◆ **Activity**
The answer is the data repeated in full, with no pictures included.

------ Data supplied ------

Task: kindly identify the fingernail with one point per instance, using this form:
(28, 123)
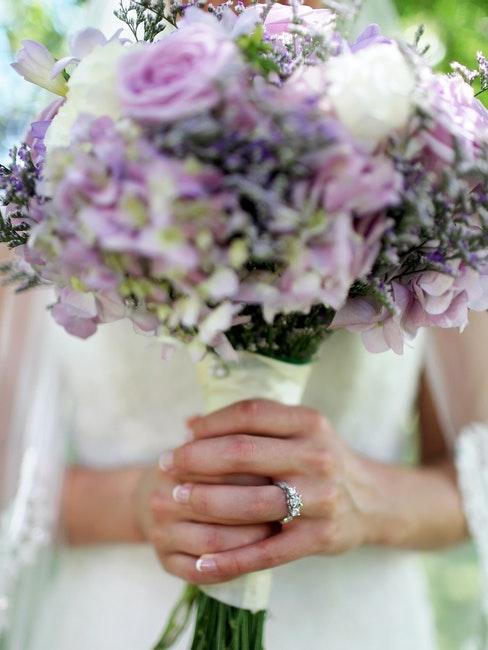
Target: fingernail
(206, 565)
(182, 493)
(166, 461)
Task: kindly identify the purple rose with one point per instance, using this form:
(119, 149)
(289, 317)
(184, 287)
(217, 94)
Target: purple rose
(177, 77)
(37, 132)
(280, 18)
(444, 301)
(380, 329)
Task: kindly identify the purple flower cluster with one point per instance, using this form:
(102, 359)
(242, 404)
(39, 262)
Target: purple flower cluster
(230, 181)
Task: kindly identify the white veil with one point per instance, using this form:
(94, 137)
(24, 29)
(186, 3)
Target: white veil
(31, 460)
(32, 436)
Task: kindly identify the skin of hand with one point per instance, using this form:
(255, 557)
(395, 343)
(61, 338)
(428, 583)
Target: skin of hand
(180, 535)
(349, 501)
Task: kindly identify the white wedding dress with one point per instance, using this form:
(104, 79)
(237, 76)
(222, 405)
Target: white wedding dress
(130, 406)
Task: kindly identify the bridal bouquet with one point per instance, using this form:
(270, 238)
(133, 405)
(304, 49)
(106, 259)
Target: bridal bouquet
(245, 181)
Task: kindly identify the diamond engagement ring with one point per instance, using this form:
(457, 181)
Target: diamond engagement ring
(293, 501)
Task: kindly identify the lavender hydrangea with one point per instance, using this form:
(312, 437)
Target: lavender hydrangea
(241, 194)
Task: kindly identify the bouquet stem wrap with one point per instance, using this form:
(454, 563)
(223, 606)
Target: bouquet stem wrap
(231, 615)
(253, 376)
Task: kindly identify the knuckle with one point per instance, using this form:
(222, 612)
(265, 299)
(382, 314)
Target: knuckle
(314, 421)
(182, 457)
(329, 501)
(248, 409)
(161, 507)
(324, 536)
(241, 450)
(233, 566)
(212, 541)
(157, 538)
(201, 501)
(258, 508)
(322, 461)
(328, 538)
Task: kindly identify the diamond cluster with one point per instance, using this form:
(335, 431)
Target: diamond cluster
(293, 501)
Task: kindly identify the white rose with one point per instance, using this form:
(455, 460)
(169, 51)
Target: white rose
(371, 91)
(92, 90)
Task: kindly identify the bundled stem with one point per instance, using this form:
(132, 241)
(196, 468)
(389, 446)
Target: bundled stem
(217, 626)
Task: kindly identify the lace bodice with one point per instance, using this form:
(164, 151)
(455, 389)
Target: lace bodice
(129, 404)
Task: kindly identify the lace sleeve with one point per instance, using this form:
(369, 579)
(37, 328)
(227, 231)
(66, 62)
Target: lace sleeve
(458, 374)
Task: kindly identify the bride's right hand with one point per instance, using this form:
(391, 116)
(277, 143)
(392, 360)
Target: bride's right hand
(179, 537)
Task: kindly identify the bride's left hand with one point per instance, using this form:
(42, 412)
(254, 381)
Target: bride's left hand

------

◆ **Exercise response**
Task: kindly identify the fingernail with one point per instance, using this form:
(28, 123)
Target: fingernail
(206, 565)
(182, 493)
(166, 461)
Task: kindly identify the purple rose with one point per instance, using this form:
(119, 149)
(289, 317)
(184, 287)
(217, 94)
Target: purple rose
(177, 77)
(37, 132)
(280, 18)
(444, 301)
(380, 329)
Task: kindly identify the purple flower cluster with one point per instance, using this form:
(102, 359)
(242, 404)
(39, 262)
Target: purple flower cluster
(230, 181)
Task: kindly identify the white veil with one point per instance, using this form:
(94, 137)
(24, 29)
(186, 3)
Target: white veil
(31, 460)
(32, 436)
Task: kindly identify the skin of hand with one point per instance, using this form:
(255, 557)
(395, 343)
(61, 338)
(428, 583)
Target: skin of hand
(180, 535)
(349, 501)
Task: kindly identify the white wedding dress with one point per instance, using this form:
(104, 79)
(237, 76)
(222, 405)
Target: white wedding dress
(130, 406)
Task: kindly identify the bridal bouquet with one point per instance, using this form:
(270, 238)
(133, 405)
(304, 49)
(106, 259)
Target: bridal bouquet
(245, 181)
Task: kindly identify the diamond engagement ring with one point per instance, using this form:
(457, 181)
Target: diamond engagement ring
(293, 501)
Task: kindly identify the lavender hydrangea with one point per instance, using this form:
(312, 437)
Target: lavender hydrangea
(241, 194)
Task: kindly identify the bouquet stem wrap with one point per instance, using this form:
(454, 563)
(223, 606)
Target: bouquet stem wrap
(231, 615)
(253, 376)
Task: kindly identify the knuckle with one point per instance, using this form:
(222, 612)
(265, 299)
(382, 314)
Target: knuckle
(314, 421)
(182, 457)
(329, 501)
(248, 409)
(161, 507)
(324, 536)
(241, 450)
(233, 566)
(212, 541)
(157, 538)
(201, 501)
(258, 508)
(322, 461)
(328, 538)
Task: kindly identify the diamond cluster with one point per instance, using this form:
(335, 431)
Target: diamond cluster
(293, 501)
Task: kindly identify the white rose with one point per instance, using this form:
(455, 460)
(169, 51)
Target: white rose
(371, 91)
(92, 90)
Task: kindly identify the bundled stem with one point per instance, using this form:
(132, 241)
(196, 468)
(389, 446)
Target: bundled stem
(217, 626)
Task: kindly identify the lace bodice with one point per instance, using this form:
(164, 151)
(455, 389)
Target: lace bodice
(129, 404)
Task: kindly identify the lace sleeve with one point per instance, using this form:
(369, 579)
(37, 328)
(227, 231)
(66, 62)
Target: lace sleeve
(458, 374)
Task: kindly identify the bride's right hand with one point per instance, using this form:
(391, 116)
(277, 143)
(392, 360)
Target: bride's right hand
(179, 537)
Task: kindly identify the bride's left hand with one point per instance, using this form:
(42, 412)
(254, 381)
Target: bride's left hand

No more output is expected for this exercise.